• WORK TO BE COMPLETED
In the passage on perception and error, when do error and unreliability clearly become relevant?

• GIVEN PASSAGE

My worries about (RD1) could be summed up by saying I have non-trivial credence in the following thises:
(TDH1) We shouldn't have to retreat to a ubiquitous "or so it seems to me" caveat in order to count as sufficiently epistemically humble.
Maybe that's just wrong though.
Brandon,
Either I misread your sentence or mistyped mine. At any rate, here's the target sentence "my eyes miss the mark because they don't see what I want them to see" and here's the target comment. I don't know what *that* means. None of the options I could think of made sense in context. I could have this general desire to see "what's there" but that can't be what you mean, or I could have a desire to see "that thing" but I already see it. The object of my perceptual desire could be "the details" I suppose, but I think that' still too general. But when you make it specific enough at the descriptive level the scenarios in which I would have *that* desire don't seem plausible or helpful. It's just a failure of understanding on my part.
'Want' was perhaps a misleading term; the original point I was trying to make was that it isn't clear what mark is being missed when (for instance) I see a body of water that isn't there; it's not an error to see a mirage, just a byproduct of the particular conditions. Insofar as the visual system is a basic cognitive faculty, it's hard to define error for it, unless we take it to have an object or mark (like, for instance, seeing things exactly as they are) that seems debatable. The only way error and unreliability clearly become relevant is when we are talking about the faculty of judgment (intellect and will, as I called it), or when we are implicitly dragging it in. And, in particular, it wouldn't really be useful to say that, because our visual system doesn't meet the standard our intellectual faculties aim at, that they err or are unreliable, because that's not the mark they're organized to meet. It's not a function they are fit to fulfill.

Extracted records:
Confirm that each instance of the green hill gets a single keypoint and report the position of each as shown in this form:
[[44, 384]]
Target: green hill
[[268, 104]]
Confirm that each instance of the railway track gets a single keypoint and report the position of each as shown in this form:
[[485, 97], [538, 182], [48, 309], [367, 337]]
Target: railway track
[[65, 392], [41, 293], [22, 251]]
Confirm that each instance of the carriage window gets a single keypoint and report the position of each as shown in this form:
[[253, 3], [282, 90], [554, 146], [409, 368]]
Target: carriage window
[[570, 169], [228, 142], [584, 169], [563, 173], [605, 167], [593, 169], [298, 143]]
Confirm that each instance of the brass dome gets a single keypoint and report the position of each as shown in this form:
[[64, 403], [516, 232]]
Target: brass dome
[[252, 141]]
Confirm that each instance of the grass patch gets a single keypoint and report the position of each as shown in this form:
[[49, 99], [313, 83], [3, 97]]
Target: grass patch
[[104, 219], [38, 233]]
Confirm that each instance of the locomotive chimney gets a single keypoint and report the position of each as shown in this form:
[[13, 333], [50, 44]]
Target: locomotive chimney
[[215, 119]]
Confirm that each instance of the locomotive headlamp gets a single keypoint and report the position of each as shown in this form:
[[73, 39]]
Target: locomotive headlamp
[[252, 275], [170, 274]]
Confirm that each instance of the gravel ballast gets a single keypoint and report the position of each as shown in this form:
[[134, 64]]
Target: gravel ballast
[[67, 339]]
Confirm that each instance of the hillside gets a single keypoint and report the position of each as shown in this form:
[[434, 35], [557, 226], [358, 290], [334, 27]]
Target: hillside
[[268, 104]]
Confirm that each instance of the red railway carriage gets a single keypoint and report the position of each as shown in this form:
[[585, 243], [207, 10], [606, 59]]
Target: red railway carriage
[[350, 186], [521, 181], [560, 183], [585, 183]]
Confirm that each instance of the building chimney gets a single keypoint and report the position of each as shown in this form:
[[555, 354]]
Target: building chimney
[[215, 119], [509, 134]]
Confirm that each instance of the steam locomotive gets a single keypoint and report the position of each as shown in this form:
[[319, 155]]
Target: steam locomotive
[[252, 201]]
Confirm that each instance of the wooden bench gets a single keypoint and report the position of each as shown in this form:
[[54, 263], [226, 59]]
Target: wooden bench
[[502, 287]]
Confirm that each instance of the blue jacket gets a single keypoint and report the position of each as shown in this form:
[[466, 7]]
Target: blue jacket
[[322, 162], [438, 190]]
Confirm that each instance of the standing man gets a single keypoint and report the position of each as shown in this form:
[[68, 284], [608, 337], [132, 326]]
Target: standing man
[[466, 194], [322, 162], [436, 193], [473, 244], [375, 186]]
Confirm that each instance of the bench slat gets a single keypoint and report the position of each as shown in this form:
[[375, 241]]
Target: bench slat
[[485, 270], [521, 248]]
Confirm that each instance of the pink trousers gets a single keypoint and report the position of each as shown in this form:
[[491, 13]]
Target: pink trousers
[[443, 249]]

• CORRECT RESULT
They become relevant when we are talking about the faculty of judgment (intellect and will) or when we are implicitly dragging it in.